- [DIRECTIONS FOR THIS TASK] In the text on Henry David Thoreau's life, what did he start with his brother John?

- [QUOTED TEXT]
------

A series of events in the life of Henry David Thoreau.




     He was born on July twelfth 1817 in Concord Massachusetts. In 1833 Thoreau enrolled in Harvard college, once he graduated he began to teach at his old academy, but he quits after when he is required to administer corporal punishment. Soon after this time he starts a private school with his brother John. In 1840 the first issue of the Dial is published. In 1842 Henry’s brother dies of lock-jaw caused by tetanus. 1845 was the year that Thoreau began to build his house at Walden Pond. But it wasn’t until 1854 that Walden was published. Thoreau died on May 6, 1962 (Bloom, Harold Henry David Thoreau.)

------

[Annotation dataset entries]
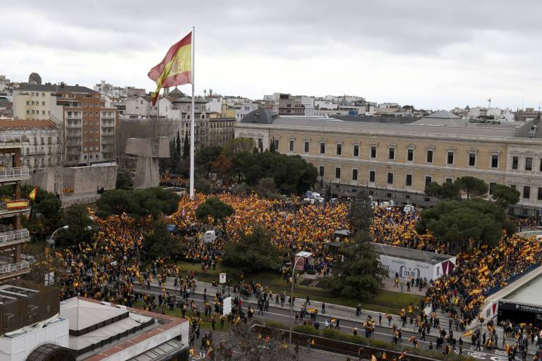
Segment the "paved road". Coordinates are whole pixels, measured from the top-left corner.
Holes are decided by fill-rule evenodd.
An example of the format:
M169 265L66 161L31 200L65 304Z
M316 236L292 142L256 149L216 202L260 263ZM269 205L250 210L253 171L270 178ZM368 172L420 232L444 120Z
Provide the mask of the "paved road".
M142 286L136 286L134 287L135 290L138 290L140 292L147 293L152 293L154 294L156 296L157 302L157 296L162 293L161 288L156 286L151 286L150 290L147 290L146 288L143 288ZM169 290L169 293L171 293L171 290ZM214 297L214 295L207 295L207 299L212 300L212 298ZM196 305L200 307L200 308L203 309L203 295L199 295L199 294L191 294L191 297L189 298L189 300L194 300L196 302ZM255 300L254 298L252 298L253 300ZM255 302L250 302L250 301L243 301L243 308L246 310L249 305L252 305L253 307L258 310L257 305ZM295 312L295 310L294 310ZM256 312L254 314L254 317L258 320L265 321L265 320L269 320L269 321L274 321L277 322L281 322L285 325L288 324L289 320L289 310L281 308L281 307L273 307L273 304L271 303L270 305L269 312L265 312L263 314L258 314L258 312ZM326 316L322 316L319 314L317 317L317 321L320 322L320 326L322 329L325 327L324 323L325 322L325 319L328 317ZM366 314L362 314L359 317L359 322L355 321L351 321L351 320L347 320L347 319L341 319L340 322L340 331L342 332L345 332L348 334L352 333L352 329L354 327L357 327L359 330L358 334L360 336L363 336L365 334L364 329L363 326L363 322L366 320ZM292 320L294 322L295 321L295 319ZM387 324L387 320L383 319L383 324ZM295 325L295 323L294 324ZM217 327L217 331L219 331L219 326ZM402 344L404 346L411 346L411 343L409 343L408 341L409 338L411 336L418 336L417 330L414 331L414 325L412 326L410 326L409 324L406 324L406 326L405 326L404 329L402 329L403 331L403 335L402 335ZM418 348L421 349L428 349L430 341L433 341L433 346L436 344L436 335L438 334L438 329L432 329L431 330L431 334L426 335L426 341L422 341L418 340ZM460 331L456 331L454 329L454 335L459 335L461 334ZM382 340L385 341L387 342L391 342L392 340L392 330L390 328L385 327L384 326L376 326L375 327L375 331L373 333L372 338L376 340ZM535 348L534 345L529 345L531 347L529 348L529 353L534 352L535 350ZM474 347L472 346L472 350L471 350L471 345L470 343L465 343L464 344L464 355L469 355L472 356L473 357L477 359L477 360L492 360L492 361L505 361L505 360L507 360L507 358L504 355L505 353L502 350L485 350L481 352L481 351L476 351L474 350Z

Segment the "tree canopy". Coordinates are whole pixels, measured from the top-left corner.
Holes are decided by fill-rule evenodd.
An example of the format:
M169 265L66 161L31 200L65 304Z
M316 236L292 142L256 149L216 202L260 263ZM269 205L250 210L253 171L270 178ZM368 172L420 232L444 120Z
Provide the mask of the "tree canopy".
M365 192L358 192L352 199L348 212L348 221L354 231L369 229L373 221L373 207L371 198Z
M239 242L224 245L222 263L246 274L263 271L278 271L282 264L280 252L271 242L269 232L255 227L251 234L243 235Z
M96 202L98 214L126 213L140 217L150 214L157 218L160 214L171 214L177 209L179 197L159 187L144 190L116 189L104 192Z
M334 264L332 276L327 283L333 293L364 300L376 294L382 280L387 276L387 271L369 241L368 232L359 231L353 242L339 250L344 260Z
M199 221L206 221L210 216L214 224L234 214L234 208L216 197L207 198L195 209L195 216Z
M515 231L505 208L482 199L464 202L444 200L433 208L424 209L416 226L418 233L430 231L456 250L464 250L469 240L495 245L502 230L507 234Z
M243 152L232 159L232 171L239 181L256 185L260 179L271 178L278 190L285 194L301 194L316 181L316 169L298 155L271 152Z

------

- [ANSWER TO THIS PROBLEM] A private school.